- **Excerpted passage**
● ● ● ● ●

"All the Way" is a song published in 1957 by Maraville Music Corporation. The music was written by Jimmy Van Heusen with lyrics by Sammy Cahn.

Frank Sinatra recording
In 1957, a recording of "All the Way", was made famous by Frank Sinatra It was introduced in the film The Joker Is Wild. Sinatra also had the best-selling recorded version of the song. Aside from this song, he also sang "Chicago (That Toddlin' Town)" for the movie. It wound up as the flipside of "All the Way" when Capitol Records released the song as a single. The single reached #15 in sales and #2 in airplay in Billboard's charts. The track peaked at #3 in the UK Singles Chart.
The song in its orchestral arrangement by Nelson Riddle received the 1957 Academy Award for Best Original Song.
Sinatra rerecorded the song, with a Nelson Riddle arrangement, for his 1963 album Sinatra's Sinatra.

Translations
Mina performed "Si, amor", the Italian version of the song, in Canzonissima, a 1968 RAI musical variety series. Neil Sedaka also recorded "Si, amor" in the mid-1960s.

Cover versions

After the Frank Sinatra recording, "All the Way" has been covered since by many musicians, including:
Keely Smith - 1958 album Politely!
Etta Jones - 1960 album Don't Go to Strangers
Brenda Lee - 1961 album All the Way
Sam Cooke - 1963 album Mr. Soul
Marty Robbins - 1962 album Marty After Midnight
Bing Crosby - recorded the song for his radio show in 1957 and it was subsequently released on CD.
Trumpeter Lee Morgan played an instrumental version of the song on the album Candy, which was released November 1958.

● ● ● ● ●

- **Data records**
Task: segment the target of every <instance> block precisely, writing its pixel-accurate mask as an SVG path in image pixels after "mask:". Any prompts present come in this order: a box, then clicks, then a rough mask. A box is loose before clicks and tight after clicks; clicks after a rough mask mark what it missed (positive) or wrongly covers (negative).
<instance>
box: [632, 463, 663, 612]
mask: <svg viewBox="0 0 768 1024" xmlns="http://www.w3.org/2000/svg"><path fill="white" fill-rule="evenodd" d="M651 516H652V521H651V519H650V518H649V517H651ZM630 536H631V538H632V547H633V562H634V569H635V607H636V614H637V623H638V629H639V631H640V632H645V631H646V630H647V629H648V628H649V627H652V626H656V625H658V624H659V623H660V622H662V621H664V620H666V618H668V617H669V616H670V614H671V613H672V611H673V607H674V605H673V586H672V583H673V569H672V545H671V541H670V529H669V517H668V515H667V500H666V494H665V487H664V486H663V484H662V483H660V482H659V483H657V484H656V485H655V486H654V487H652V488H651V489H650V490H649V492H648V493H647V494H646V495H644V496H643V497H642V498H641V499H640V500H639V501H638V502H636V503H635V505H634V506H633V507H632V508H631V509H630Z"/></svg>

● ● ● ● ●

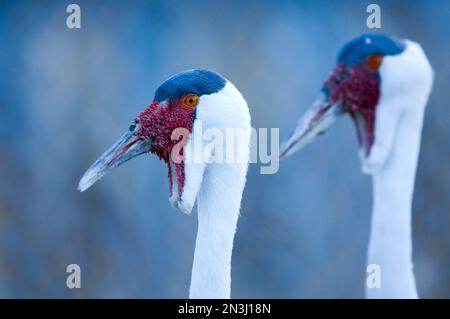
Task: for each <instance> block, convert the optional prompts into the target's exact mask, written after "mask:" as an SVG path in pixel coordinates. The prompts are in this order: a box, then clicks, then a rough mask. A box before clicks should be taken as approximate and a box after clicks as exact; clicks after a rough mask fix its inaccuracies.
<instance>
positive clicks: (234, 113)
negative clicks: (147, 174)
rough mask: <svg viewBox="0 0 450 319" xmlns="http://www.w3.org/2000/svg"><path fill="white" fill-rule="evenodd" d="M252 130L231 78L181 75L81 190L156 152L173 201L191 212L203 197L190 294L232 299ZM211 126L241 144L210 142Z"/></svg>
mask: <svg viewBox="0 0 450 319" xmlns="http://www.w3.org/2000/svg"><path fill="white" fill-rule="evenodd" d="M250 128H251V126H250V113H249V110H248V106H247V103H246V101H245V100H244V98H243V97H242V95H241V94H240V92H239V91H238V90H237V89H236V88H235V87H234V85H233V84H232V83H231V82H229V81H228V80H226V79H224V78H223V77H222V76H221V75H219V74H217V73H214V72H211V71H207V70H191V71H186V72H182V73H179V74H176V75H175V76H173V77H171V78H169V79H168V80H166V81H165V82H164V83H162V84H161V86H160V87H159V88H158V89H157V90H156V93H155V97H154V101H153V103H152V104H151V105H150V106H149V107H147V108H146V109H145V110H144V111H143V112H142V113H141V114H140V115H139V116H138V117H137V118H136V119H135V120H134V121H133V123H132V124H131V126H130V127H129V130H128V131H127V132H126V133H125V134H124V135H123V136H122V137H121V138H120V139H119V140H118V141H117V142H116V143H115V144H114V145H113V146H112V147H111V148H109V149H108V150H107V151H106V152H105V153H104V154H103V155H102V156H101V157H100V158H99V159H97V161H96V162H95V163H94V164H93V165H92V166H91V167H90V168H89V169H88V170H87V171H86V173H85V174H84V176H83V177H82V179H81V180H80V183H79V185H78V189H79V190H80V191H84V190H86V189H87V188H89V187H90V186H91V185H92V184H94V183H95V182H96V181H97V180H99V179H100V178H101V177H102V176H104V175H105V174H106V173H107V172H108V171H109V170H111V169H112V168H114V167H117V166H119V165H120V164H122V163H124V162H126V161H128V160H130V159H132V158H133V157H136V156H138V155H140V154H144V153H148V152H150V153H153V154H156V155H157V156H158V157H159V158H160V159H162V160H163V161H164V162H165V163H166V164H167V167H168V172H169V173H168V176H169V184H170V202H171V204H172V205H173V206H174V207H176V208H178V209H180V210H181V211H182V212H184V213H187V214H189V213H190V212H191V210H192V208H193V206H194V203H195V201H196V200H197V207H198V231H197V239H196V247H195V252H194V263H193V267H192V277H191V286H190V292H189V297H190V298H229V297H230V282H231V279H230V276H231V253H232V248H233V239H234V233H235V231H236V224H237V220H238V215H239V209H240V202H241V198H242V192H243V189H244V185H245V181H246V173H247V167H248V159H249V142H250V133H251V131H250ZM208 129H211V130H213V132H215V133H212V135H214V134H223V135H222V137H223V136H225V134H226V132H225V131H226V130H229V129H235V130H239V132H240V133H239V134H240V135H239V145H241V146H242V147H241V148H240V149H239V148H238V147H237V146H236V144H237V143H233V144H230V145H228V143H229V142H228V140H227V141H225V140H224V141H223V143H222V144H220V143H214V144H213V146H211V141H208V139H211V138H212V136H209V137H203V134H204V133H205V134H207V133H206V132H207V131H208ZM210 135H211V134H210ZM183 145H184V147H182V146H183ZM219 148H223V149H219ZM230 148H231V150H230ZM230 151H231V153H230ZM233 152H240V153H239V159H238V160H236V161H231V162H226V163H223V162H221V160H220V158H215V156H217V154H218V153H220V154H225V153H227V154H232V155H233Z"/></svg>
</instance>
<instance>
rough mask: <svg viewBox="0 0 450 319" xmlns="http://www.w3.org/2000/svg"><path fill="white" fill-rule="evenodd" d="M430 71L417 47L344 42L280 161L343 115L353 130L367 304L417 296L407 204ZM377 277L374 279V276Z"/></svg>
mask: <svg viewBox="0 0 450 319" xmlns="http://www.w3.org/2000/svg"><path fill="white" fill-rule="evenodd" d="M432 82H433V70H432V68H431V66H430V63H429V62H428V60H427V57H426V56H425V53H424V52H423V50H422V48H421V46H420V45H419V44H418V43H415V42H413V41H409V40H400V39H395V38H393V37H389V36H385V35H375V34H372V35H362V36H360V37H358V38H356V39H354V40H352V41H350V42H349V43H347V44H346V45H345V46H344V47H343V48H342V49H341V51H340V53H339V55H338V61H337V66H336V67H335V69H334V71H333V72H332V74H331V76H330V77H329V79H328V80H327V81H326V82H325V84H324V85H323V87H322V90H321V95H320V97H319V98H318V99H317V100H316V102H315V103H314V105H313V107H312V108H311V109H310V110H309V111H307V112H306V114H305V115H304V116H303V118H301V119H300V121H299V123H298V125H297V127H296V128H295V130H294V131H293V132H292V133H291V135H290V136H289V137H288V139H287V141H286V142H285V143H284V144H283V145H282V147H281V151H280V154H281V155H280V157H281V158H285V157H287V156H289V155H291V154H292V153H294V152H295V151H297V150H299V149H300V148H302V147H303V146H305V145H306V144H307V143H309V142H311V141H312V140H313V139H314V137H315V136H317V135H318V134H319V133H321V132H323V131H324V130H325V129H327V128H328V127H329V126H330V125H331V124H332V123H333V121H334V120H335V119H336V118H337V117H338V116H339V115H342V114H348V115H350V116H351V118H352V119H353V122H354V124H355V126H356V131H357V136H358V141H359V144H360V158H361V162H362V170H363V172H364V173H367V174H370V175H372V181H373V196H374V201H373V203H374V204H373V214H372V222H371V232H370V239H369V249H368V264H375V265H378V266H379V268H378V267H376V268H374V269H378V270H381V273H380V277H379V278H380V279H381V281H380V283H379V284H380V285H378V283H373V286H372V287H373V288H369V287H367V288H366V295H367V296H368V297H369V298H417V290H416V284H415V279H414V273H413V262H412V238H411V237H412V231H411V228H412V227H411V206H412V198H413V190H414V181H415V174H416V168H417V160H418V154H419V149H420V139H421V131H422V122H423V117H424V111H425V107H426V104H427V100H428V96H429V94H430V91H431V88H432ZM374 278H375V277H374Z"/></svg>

● ● ● ● ●

- **Work to complete**
1 – From the cover versions list in the article about "All the Way," name every musician credited with covering the song.
2 – Retype the stretch of the article about "All the Way" from "Translations" through "released on CD.", without changing a character.

- **Replies**
1 – Keely Smith, Etta Jones, Brenda Lee, Sam Cooke, Marty Robbins, Bing Crosby, Lee Morgan

2 –
Translations
Mina performed "Si, amor", the Italian version of the song, in Canzonissima, a 1968 RAI musical variety series. Neil Sedaka also recorded "Si, amor" in the mid-1960s.

Cover versions

After the Frank Sinatra recording, "All the Way" has been covered since by many musicians, including:
Keely Smith - 1958 album Politely!
Etta Jones - 1960 album Don't Go to Strangers
Brenda Lee - 1961 album All the Way
Sam Cooke - 1963 album Mr. Soul
Marty Robbins - 1962 album Marty After Midnight
Bing Crosby - recorded the song for his radio show in 1957 and it was subsequently released on CD.